[WORK TO DO] Give only the number of lines in the rows below that contain the string "metal". Case counts.

[THE RECORDS]
···

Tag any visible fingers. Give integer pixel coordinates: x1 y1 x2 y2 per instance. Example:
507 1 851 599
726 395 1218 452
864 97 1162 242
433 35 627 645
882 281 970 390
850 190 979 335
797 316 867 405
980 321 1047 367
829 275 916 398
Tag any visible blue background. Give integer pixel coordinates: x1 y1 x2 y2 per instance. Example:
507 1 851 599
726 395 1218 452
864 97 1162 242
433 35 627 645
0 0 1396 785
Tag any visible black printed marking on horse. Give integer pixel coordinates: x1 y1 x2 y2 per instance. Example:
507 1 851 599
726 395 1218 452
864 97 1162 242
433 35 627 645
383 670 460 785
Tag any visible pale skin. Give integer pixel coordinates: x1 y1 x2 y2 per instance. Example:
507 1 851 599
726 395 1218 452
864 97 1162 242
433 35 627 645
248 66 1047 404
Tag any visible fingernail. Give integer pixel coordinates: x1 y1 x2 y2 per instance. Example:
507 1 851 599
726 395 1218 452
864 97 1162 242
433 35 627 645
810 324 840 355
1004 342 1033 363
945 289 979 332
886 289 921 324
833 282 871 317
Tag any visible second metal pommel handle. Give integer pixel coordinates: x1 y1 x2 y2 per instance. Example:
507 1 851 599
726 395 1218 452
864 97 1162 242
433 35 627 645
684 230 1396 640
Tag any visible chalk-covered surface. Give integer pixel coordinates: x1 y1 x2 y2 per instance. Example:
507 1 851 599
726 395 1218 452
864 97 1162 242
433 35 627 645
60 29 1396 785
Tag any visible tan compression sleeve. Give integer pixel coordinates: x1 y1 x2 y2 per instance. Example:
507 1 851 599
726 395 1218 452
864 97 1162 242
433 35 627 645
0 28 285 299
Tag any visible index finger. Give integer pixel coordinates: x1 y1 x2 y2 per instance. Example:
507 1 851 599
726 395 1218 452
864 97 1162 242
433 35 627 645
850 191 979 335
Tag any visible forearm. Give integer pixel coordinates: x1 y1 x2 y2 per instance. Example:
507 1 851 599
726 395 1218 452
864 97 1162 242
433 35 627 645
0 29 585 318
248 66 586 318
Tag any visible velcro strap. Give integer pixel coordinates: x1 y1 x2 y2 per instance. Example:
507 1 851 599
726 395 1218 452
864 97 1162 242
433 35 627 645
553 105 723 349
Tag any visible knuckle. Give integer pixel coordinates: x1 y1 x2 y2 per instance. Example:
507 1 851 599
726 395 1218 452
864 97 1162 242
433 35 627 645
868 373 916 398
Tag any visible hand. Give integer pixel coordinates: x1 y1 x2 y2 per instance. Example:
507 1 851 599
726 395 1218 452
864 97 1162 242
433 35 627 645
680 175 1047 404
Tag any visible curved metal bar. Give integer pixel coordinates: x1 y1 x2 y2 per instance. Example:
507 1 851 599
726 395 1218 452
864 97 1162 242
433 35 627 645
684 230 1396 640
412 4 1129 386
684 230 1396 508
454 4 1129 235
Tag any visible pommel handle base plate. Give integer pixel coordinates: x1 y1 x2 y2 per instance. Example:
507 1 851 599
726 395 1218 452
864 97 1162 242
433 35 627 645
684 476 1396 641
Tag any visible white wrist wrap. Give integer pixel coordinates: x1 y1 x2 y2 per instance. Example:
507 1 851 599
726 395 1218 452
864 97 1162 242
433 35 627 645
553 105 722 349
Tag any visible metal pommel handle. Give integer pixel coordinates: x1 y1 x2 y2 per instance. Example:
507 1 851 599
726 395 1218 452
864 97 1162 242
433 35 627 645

···

[REPLY TO THE TASK] 3